To do.
Look for the string "cabinet" in the listing. Copy each line that has it.
——
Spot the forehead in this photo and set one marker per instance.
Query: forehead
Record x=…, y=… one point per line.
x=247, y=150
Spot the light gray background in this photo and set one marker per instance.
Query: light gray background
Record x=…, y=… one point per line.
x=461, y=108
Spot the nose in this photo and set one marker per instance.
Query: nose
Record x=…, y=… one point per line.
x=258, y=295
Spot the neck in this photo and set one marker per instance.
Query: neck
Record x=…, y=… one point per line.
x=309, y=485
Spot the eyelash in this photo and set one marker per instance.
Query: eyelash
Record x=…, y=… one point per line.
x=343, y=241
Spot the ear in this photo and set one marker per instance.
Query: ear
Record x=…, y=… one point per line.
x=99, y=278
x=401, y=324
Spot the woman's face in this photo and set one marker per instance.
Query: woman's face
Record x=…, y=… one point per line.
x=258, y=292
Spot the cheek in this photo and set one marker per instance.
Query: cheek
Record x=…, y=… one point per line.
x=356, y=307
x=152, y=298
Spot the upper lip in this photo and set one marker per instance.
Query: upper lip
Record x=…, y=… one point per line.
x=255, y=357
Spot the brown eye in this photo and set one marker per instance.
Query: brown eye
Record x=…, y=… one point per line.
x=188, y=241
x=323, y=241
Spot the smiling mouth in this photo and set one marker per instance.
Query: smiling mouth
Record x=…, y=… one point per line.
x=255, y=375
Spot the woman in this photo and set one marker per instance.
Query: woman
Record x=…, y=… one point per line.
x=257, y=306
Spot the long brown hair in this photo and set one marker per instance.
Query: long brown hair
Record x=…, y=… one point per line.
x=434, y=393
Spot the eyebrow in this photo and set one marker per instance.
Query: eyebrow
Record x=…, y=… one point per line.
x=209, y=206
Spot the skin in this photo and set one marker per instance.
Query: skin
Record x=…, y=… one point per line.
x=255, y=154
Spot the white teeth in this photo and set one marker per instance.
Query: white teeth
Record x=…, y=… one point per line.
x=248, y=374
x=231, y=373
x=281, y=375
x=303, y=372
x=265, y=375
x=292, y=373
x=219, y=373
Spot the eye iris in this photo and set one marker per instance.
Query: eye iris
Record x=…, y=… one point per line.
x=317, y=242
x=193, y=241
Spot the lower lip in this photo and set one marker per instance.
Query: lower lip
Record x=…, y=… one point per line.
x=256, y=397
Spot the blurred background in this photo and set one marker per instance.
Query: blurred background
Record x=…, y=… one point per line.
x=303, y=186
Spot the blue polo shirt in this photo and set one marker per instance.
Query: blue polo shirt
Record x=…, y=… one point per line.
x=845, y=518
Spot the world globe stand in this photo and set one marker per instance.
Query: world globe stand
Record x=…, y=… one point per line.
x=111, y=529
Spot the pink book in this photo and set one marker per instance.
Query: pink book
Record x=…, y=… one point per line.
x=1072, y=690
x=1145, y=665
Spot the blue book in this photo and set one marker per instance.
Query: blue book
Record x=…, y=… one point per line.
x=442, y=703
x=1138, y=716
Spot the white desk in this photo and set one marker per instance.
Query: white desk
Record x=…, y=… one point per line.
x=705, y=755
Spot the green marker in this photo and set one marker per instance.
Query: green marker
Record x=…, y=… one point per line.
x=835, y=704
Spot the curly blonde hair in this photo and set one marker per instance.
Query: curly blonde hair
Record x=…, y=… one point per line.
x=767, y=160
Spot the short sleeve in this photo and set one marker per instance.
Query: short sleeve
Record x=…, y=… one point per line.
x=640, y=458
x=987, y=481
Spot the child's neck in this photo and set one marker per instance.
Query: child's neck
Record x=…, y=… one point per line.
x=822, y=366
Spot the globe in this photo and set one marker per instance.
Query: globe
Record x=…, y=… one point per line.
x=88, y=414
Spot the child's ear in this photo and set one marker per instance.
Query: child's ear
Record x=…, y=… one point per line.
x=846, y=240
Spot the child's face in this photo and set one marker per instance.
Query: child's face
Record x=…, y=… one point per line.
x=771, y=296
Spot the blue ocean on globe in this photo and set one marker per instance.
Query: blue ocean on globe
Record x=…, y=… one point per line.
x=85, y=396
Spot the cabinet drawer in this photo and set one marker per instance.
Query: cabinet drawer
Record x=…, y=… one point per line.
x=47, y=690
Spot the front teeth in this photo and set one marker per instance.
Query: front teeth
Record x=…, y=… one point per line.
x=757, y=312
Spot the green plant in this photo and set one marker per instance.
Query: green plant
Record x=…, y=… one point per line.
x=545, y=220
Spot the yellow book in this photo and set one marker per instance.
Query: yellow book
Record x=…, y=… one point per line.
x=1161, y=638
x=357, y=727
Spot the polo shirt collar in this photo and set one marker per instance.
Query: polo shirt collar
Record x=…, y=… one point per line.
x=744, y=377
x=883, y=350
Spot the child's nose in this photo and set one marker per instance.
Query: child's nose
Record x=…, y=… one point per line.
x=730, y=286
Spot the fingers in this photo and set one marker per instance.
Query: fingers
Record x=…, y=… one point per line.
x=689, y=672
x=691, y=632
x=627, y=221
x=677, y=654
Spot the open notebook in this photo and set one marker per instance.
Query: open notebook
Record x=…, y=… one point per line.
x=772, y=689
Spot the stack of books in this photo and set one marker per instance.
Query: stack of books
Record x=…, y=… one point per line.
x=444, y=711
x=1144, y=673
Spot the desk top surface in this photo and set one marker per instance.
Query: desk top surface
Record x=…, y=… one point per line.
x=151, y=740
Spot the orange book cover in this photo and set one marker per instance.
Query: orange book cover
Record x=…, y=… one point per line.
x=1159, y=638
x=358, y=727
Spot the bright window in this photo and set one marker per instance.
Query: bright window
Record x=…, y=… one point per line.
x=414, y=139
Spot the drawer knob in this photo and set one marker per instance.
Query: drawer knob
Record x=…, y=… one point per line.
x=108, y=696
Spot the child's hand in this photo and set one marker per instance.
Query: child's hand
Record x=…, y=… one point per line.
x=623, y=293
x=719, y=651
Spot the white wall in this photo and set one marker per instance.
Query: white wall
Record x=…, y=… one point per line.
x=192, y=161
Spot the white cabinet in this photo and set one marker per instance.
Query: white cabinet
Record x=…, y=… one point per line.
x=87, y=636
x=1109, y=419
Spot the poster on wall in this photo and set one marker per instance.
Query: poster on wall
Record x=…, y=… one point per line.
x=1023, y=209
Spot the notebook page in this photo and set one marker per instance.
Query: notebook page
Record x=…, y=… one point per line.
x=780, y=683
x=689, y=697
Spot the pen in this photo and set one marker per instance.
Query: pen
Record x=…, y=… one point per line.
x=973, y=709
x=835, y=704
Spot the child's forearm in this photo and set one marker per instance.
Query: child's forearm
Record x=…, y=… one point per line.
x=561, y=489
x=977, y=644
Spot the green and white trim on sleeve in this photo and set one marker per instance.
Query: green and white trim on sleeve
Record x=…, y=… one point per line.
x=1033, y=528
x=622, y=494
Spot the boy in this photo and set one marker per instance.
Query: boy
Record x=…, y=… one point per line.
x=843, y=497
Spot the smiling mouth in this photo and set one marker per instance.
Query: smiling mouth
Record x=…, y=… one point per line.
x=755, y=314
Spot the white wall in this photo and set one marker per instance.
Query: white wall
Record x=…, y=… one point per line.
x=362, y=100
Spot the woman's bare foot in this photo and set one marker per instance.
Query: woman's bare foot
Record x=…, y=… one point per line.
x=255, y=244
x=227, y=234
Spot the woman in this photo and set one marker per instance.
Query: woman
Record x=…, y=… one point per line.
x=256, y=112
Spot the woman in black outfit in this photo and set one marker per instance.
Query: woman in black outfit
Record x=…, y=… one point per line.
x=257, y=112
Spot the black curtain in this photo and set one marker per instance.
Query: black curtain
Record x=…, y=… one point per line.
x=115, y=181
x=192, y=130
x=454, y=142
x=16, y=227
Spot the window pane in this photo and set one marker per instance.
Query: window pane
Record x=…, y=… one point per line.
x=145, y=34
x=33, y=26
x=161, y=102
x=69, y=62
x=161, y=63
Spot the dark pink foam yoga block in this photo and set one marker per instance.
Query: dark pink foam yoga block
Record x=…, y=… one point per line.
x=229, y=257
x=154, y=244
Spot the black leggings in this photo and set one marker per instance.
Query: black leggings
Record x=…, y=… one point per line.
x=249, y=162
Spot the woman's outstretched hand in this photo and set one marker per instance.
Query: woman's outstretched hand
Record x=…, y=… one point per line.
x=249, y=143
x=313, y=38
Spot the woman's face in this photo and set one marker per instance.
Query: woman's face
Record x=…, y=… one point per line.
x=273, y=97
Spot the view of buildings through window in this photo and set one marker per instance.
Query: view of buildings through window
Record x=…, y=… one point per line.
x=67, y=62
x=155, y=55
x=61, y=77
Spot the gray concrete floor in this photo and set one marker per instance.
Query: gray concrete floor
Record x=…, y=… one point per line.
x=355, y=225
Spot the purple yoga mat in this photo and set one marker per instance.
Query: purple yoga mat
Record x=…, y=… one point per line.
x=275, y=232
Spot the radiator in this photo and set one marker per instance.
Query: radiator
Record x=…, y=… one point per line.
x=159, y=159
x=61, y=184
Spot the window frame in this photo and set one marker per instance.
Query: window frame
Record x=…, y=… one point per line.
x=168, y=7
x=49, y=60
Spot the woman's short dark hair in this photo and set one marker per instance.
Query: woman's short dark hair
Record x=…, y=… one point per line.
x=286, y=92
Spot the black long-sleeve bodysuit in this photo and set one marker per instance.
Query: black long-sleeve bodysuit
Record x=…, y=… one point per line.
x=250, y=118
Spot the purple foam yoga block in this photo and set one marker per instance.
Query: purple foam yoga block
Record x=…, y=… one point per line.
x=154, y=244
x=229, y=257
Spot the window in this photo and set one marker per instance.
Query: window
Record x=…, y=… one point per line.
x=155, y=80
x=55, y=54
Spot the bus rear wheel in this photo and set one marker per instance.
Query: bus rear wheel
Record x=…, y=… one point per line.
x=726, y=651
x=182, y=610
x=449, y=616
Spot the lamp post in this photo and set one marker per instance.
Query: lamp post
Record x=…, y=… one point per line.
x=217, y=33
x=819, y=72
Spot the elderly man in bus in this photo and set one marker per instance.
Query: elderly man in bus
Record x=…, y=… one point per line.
——
Result of this task.
Spot the cabinet drawer in this photo and set one marker per instance.
Query: cabinet drawer
Spot the white cabinet in this photo and set one marker per instance.
Query: white cabinet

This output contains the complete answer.